[Stated exercise A]:
Copy out everything from "The majority of" down to "for regulatory reasons." in the black-grass text below, word for word.

[Text extract]:

** BEGIN **

Relying solely on herbicides for control of black-grass is not sustainable in the long term because of increasing resistance. This publication provides information on non-chemical control.
Black-grass is one of the biggest challenges many growers face on their farm.
This page brings together key information to help tackle the problem.
> Minimise seed return
> Both cultural and chemical control methods are needed
> No two farms are the same
> Look at costs and benefits across the whole rotation
Why is black-grass an increasing problem?
The majority of black-grass plants now emerge within crops, rather than before sowing when they could be more easily destroyed.
> 80% of black-grass emergences between August and October
> Yet 50% of winter cereals and virtually all oilseed rape is sown before the end of September
Multiple-herbicide resistance now occurs virtually on all farms. No new herbicides are likely to become available. Some existing herbicides may withdrawn for regulatory reasons.

** END **

[Stated exercise B]:
In how many lines of the records below does the string "wooden" appear? Give only the number.

[Provided material]:
** BEGIN **

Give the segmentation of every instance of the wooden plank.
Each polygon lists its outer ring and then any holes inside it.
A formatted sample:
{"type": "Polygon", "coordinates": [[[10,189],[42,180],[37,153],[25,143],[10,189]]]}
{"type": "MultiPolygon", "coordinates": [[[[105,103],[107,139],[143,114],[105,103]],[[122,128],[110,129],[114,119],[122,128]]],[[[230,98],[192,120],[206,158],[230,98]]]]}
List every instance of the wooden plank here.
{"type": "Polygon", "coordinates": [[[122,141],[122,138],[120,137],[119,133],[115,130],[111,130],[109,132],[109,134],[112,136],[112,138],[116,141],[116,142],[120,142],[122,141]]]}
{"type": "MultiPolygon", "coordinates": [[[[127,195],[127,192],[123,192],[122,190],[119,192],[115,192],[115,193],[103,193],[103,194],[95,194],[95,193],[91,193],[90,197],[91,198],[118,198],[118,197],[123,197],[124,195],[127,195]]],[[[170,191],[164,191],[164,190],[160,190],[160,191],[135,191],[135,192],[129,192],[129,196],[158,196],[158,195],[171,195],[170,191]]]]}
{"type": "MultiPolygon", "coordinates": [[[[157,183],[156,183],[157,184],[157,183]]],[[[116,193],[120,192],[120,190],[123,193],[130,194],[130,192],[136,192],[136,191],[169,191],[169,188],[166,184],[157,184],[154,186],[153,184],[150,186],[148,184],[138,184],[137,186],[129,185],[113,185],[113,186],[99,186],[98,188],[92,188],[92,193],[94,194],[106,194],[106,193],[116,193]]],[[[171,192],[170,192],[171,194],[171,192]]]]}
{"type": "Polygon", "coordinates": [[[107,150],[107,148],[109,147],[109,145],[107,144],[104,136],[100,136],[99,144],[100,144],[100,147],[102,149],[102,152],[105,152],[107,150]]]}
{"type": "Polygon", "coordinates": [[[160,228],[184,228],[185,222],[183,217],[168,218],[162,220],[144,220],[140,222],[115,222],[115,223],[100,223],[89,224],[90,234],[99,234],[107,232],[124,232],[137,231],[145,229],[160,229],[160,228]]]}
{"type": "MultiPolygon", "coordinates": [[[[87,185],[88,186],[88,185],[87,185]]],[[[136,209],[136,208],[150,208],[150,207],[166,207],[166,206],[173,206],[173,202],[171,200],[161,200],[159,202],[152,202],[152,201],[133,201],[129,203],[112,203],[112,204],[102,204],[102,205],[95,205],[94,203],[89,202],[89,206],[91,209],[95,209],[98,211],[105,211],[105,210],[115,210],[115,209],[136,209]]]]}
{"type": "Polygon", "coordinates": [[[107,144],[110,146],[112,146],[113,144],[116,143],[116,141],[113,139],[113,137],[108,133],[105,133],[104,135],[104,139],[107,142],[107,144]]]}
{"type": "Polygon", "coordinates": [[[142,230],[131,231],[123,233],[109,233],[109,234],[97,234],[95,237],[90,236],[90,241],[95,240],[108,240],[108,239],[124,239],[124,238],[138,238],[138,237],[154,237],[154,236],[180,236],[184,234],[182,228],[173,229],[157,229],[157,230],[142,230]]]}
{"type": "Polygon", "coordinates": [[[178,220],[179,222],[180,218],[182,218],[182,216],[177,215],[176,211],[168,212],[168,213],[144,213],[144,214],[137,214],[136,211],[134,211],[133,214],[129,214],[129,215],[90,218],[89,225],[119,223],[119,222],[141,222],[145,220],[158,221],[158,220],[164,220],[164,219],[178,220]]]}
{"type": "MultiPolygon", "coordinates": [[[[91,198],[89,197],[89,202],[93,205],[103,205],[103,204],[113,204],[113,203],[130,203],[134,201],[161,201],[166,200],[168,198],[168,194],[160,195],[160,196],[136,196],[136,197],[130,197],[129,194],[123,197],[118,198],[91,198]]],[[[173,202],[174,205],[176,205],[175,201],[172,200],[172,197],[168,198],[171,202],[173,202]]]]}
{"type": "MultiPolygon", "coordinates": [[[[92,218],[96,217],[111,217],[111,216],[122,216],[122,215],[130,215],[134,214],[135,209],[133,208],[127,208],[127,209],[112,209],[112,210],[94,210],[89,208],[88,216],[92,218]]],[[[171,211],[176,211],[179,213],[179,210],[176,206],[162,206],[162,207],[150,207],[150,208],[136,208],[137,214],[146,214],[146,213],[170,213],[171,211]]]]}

** END **

[Worked answer A]:
The majority of black-grass plants now emerge within crops, rather than before sowing when they could be more easily destroyed.
> 80% of black-grass emergences between August and October
> Yet 50% of winter cereals and virtually all oilseed rape is sown before the end of September
Multiple-herbicide resistance now occurs virtually on all farms. No new herbicides are likely to become available. Some existing herbicides may withdrawn for regulatory reasons.

[Worked answer B]:
2